Objetivo do exercício → Copie por inteiro, sem mudar nenhuma palavra, o texto sobre rastreamento do câncer de pulmão.

Texto de apoio →
---------------
Hoje, embora muitos países tenham protocolos de exames periódicos para identificar a doença em estágios iniciais – estratégia semelhante àquela feita com a mamografia para câncer de mama e com a colonoscopia para câncer de intestino –, o Brasil não conta com um programa de rastreamento do tipo no SUS, nem diretrizes claras na rede privada.

“O câncer de pulmão é o tipo que mais mata no Brasil hoje. E já temos dados bem robustos no mundo mostrando que fazer o rastreamento reduz a mortalidade, ou seja, aumenta a chance de cura. Só que isso não está disponível, nem no SUS, nem na rede privada, onde é muito pouco feito. O objetivo do estudo foi mostrar se o rastreamento é custo efetivo para incorporação na rede pública”, explica Clarissa Baldotto, presidente do GBOT e uma das autoras do estudo.

No Reino Unido, por exemplo, o Comitê Nacional de Rastreamento recomenda o exame para pessoas de 55 a 74 anos que fumam ou são ex-tabagistas a cada dois anos. A orientação é semelhante à da Força-tarefa de Serviços de Prevenção dos Estados Unidos, que indica a tomografia para indivíduos de 50 a 80 anos com histórico de tabagismo.
---------------
Trecho dos dados →
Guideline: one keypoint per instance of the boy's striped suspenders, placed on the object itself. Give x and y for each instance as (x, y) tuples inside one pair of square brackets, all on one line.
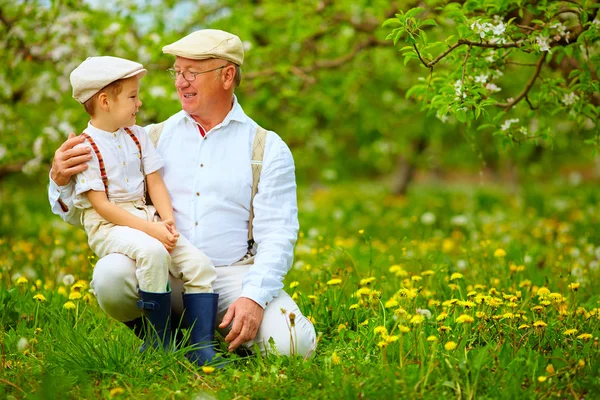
[(101, 160)]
---------------
Resposta do exercício →
Hoje, embora muitos países tenham protocolos de exames periódicos para identificar a doença em estágios iniciais – estratégia semelhante àquela feita com a mamografia para câncer de mama e com a colonoscopia para câncer de intestino –, o Brasil não conta com um programa de rastreamento do tipo no SUS, nem diretrizes claras na rede privada.

“O câncer de pulmão é o tipo que mais mata no Brasil hoje. E já temos dados bem robustos no mundo mostrando que fazer o rastreamento reduz a mortalidade, ou seja, aumenta a chance de cura. Só que isso não está disponível, nem no SUS, nem na rede privada, onde é muito pouco feito. O objetivo do estudo foi mostrar se o rastreamento é custo efetivo para incorporação na rede pública”, explica Clarissa Baldotto, presidente do GBOT e uma das autoras do estudo.

No Reino Unido, por exemplo, o Comitê Nacional de Rastreamento recomenda o exame para pessoas de 55 a 74 anos que fumam ou são ex-tabagistas a cada dois anos. A orientação é semelhante à da Força-tarefa de Serviços de Prevenção dos Estados Unidos, que indica a tomografia para indivíduos de 50 a 80 anos com histórico de tabagismo.